[Collected data]
= Beginning of Section =

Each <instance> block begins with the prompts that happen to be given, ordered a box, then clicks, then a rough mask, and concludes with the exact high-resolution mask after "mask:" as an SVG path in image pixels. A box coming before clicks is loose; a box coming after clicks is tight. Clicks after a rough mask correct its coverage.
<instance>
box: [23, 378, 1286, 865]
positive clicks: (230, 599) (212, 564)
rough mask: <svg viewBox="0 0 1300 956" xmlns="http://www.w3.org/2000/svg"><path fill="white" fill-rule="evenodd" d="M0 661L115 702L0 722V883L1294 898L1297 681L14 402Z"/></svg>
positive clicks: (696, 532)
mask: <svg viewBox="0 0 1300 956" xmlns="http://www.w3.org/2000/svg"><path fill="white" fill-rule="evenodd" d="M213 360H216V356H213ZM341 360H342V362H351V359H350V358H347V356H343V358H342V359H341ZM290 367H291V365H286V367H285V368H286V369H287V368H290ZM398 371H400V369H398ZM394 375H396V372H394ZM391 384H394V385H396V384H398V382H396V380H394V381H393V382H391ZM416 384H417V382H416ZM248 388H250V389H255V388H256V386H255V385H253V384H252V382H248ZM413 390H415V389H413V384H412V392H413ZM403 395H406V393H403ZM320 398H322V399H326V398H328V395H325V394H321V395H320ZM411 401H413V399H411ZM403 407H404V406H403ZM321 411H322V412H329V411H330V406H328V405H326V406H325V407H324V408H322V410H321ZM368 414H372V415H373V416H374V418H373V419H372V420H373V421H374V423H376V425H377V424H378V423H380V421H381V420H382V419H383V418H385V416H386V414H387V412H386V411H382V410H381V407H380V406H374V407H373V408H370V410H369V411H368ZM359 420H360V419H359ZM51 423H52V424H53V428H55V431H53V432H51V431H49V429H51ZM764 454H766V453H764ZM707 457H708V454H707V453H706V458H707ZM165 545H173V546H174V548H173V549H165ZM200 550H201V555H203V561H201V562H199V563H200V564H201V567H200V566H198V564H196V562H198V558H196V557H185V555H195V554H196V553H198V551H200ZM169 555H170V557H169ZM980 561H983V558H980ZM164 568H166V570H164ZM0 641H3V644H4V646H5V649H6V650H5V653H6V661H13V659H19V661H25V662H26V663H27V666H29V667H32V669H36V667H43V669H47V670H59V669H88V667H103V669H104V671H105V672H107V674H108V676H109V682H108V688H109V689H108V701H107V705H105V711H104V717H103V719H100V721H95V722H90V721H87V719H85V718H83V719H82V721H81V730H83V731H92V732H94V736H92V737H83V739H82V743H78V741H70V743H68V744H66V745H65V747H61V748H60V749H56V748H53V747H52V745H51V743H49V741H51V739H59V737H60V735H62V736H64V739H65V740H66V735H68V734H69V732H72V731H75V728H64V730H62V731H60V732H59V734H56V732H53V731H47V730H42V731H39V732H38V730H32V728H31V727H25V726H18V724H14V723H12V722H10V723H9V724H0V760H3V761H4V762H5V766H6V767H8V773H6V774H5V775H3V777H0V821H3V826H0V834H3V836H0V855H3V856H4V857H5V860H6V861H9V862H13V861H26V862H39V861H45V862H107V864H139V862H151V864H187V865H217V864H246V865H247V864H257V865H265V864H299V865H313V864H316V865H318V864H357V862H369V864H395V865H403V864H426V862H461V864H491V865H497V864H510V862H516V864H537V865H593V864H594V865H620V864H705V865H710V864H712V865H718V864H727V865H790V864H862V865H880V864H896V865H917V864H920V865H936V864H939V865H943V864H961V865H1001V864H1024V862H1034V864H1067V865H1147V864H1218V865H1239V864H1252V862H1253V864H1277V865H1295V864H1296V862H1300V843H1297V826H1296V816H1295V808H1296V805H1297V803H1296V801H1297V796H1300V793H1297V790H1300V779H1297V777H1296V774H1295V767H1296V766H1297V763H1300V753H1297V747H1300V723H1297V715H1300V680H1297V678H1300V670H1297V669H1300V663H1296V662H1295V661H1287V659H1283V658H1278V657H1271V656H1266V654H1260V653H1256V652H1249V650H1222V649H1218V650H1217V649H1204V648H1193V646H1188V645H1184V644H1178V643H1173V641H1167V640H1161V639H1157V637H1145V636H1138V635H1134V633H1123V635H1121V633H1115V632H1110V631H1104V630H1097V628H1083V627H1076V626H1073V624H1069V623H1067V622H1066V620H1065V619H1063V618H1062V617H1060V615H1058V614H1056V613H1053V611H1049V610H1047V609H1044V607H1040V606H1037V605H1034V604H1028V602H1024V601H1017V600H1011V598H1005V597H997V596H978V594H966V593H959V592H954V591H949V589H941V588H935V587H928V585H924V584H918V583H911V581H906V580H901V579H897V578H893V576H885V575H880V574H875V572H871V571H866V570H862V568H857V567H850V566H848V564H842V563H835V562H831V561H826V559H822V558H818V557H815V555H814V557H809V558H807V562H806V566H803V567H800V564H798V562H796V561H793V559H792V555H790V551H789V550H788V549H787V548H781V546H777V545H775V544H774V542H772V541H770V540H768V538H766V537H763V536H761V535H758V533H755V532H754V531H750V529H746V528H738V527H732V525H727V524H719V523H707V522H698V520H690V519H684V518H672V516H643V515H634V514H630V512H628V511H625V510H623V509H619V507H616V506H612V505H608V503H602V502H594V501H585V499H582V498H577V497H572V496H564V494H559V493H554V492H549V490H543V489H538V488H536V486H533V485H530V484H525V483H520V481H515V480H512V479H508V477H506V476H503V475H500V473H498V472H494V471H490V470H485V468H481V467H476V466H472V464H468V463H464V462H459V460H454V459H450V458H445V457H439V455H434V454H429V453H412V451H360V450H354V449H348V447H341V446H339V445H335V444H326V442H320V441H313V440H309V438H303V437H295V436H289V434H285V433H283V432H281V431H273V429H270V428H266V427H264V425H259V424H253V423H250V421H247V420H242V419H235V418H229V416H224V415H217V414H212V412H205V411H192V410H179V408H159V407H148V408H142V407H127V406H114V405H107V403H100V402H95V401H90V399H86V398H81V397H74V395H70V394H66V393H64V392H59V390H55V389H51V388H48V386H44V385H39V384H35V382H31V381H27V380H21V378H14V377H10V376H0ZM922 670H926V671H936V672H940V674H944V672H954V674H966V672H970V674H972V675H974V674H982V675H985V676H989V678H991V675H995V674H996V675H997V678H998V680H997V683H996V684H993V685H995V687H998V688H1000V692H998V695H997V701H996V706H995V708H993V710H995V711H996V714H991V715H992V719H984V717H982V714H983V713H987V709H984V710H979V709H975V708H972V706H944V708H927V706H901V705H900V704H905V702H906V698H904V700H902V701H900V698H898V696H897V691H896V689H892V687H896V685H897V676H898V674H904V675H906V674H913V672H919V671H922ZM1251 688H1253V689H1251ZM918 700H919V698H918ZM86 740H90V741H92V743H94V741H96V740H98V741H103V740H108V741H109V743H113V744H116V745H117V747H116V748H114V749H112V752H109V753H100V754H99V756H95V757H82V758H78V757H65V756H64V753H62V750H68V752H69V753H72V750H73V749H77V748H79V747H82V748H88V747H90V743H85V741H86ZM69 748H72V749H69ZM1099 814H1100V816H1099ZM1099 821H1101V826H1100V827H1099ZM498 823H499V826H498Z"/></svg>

= End of Section =

Exercise details »
Put the lines into a JSON list of strings, one string per line, starting at the first line and ending at the line that contains "positive clicks: (696, 532)". Leave out any blank lines.

Exercise solution »
[
  "Each <instance> block begins with the prompts that happen to be given, ordered a box, then clicks, then a rough mask, and concludes with the exact high-resolution mask after \"mask:\" as an SVG path in image pixels. A box coming before clicks is loose; a box coming after clicks is tight. Clicks after a rough mask correct its coverage.",
  "<instance>",
  "box: [23, 378, 1286, 865]",
  "positive clicks: (230, 599) (212, 564)",
  "rough mask: <svg viewBox=\"0 0 1300 956\" xmlns=\"http://www.w3.org/2000/svg\"><path fill=\"white\" fill-rule=\"evenodd\" d=\"M0 661L115 702L0 722V883L1294 898L1297 681L14 402Z\"/></svg>",
  "positive clicks: (696, 532)"
]